> [Pasaje propuesto]:
____________________

Se trata de un texto en el que se unen dos episodios con un mismo contenido teológico y cosidos por un tema muy presente en el evangelio joánico: "la hora" de Jesús.

En el primer episodio se nos narra la llegada de unos griegos, por lo tanto paganos, que buscan a Jesús a través de uno de sus discípulos. Esto es un reflejo de lo que sucederá tras la muerte y resurrección del Señor cuando la Buena Noticia se anunciará a todo el mundo. El seguimiento de Jesús, el anuncio de sus palabras, el continuar su obra, es la vocación misionera de todo cristiano y de toda la Iglesia, que evangeliza a todos los pueblos de la tierra más allá del territorio judío.

En el segundo episodio nos narra el sentimiento de abatimiento que Jesús experimenta ante su muerte y que Él ya está esperando. Este sentimiento pone en evidencia la condición tan humana de Jesús, que es frágil y débil como nosotros. Este fragmento es un continuo paralelismo con Getsemaní, el Monte de los Olivos, en donde Jesús ora y vive con angustia los momentos previos a su detención.

____________________

> [Entradas]:
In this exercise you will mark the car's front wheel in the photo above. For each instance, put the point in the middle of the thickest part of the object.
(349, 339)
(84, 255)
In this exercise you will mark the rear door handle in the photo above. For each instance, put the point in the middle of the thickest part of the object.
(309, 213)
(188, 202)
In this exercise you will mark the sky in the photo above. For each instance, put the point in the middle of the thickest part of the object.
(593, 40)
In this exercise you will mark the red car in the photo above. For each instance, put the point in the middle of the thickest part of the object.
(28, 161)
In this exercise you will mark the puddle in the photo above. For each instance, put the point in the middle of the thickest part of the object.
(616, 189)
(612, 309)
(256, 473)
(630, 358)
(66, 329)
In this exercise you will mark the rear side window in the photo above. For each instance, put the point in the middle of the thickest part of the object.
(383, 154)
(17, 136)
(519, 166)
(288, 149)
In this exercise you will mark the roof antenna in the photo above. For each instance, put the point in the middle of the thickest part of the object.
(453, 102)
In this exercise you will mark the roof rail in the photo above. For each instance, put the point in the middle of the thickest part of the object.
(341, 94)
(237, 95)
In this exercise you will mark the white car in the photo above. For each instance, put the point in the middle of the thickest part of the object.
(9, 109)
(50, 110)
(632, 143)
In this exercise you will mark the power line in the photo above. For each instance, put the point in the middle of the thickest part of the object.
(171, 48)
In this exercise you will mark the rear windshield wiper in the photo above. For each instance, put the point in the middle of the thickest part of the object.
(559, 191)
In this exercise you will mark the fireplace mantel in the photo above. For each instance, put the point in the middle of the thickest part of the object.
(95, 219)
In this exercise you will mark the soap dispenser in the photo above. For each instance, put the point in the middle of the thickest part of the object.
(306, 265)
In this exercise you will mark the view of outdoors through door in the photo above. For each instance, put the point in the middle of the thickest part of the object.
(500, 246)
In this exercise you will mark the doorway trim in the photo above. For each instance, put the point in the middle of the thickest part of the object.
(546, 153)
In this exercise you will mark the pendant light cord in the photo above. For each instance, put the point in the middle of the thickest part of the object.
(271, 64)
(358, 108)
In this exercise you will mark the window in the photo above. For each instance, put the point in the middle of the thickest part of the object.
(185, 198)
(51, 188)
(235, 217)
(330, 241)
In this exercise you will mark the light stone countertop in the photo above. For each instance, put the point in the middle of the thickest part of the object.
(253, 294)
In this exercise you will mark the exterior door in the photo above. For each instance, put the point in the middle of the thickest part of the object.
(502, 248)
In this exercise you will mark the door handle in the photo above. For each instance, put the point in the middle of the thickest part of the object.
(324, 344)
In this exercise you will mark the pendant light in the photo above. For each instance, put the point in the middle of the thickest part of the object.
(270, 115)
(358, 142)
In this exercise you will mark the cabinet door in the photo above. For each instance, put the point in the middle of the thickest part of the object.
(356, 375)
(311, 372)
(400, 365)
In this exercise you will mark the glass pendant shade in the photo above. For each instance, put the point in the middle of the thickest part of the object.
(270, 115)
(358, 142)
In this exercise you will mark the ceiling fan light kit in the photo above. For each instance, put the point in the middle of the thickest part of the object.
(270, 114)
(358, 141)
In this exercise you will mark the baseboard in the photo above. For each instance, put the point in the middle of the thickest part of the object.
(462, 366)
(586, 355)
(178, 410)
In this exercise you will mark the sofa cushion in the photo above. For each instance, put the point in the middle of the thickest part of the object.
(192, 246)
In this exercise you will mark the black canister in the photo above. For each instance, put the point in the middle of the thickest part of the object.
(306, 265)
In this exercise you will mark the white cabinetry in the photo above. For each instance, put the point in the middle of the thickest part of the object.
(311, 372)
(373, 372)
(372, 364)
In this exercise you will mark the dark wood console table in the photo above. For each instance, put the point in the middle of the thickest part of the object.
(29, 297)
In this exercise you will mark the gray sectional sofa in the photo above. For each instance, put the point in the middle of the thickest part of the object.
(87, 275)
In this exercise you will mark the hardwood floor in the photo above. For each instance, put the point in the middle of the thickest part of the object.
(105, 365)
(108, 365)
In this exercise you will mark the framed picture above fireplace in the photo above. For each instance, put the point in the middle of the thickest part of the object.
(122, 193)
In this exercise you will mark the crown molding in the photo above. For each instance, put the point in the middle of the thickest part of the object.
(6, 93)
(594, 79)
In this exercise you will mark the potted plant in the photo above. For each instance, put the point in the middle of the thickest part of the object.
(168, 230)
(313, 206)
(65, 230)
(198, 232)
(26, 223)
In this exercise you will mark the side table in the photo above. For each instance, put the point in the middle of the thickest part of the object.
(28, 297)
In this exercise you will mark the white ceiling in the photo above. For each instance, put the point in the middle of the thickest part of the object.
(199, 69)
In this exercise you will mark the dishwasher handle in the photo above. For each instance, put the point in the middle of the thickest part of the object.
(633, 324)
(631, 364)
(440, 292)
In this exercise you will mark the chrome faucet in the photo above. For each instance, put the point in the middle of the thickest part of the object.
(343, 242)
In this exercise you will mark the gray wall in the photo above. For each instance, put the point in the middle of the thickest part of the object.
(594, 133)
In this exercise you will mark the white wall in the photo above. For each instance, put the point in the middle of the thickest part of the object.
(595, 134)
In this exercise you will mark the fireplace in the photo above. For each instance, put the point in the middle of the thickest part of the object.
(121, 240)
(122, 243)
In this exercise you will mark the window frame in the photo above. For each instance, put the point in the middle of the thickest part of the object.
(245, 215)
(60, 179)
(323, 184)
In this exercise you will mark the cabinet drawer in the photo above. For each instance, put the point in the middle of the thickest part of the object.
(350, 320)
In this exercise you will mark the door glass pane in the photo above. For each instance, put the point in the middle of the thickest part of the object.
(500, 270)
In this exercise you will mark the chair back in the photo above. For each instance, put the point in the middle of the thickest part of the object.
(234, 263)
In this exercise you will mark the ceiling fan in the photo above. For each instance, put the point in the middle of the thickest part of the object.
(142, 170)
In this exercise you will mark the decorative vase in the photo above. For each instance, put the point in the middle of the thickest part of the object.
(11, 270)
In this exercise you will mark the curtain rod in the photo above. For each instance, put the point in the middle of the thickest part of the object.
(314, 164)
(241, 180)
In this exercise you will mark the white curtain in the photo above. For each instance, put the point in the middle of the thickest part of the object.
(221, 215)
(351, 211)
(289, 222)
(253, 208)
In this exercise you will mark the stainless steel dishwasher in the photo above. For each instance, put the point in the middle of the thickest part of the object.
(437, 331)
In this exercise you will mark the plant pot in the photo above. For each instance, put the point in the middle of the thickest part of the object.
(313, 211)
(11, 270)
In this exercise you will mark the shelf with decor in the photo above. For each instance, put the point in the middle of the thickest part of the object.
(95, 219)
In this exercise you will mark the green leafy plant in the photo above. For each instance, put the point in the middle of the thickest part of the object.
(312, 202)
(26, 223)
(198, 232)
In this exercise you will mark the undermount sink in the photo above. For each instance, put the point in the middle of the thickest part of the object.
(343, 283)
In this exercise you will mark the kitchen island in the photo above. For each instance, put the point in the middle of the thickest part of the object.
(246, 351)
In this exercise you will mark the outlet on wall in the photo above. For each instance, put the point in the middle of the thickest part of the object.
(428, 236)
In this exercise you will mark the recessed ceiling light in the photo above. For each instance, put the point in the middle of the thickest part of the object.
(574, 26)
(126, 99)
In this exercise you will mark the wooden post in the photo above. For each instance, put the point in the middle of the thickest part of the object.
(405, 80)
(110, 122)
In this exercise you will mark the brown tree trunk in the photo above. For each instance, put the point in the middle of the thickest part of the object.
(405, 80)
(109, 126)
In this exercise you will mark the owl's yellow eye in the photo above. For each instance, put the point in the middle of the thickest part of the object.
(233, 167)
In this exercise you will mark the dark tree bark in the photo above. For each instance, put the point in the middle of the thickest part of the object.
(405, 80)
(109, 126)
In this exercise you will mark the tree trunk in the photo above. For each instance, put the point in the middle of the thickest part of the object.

____________________

> [Qué harás]:
(1) Traduce al inglés esta oración del pasaje sobre la hora de Jesús: "Este sentimiento pone en evidencia la condición tan humana de Jesús, que es frágil y débil como nosotros."
(2) Transcribe del pasaje, sin ningún cambio, todo lo que va desde "En el segundo" hasta "a su detención.".

> [Soluciones por tarea]:
(1) This feeling reveals the very human condition of Jesus, who is fragile and weak like us.

(2)
En el segundo episodio nos narra el sentimiento de abatimiento que Jesús experimenta ante su muerte y que Él ya está esperando. Este sentimiento pone en evidencia la condición tan humana de Jesús, que es frágil y débil como nosotros. Este fragmento es un continuo paralelismo con Getsemaní, el Monte de los Olivos, en donde Jesús ora y vive con angustia los momentos previos a su detención.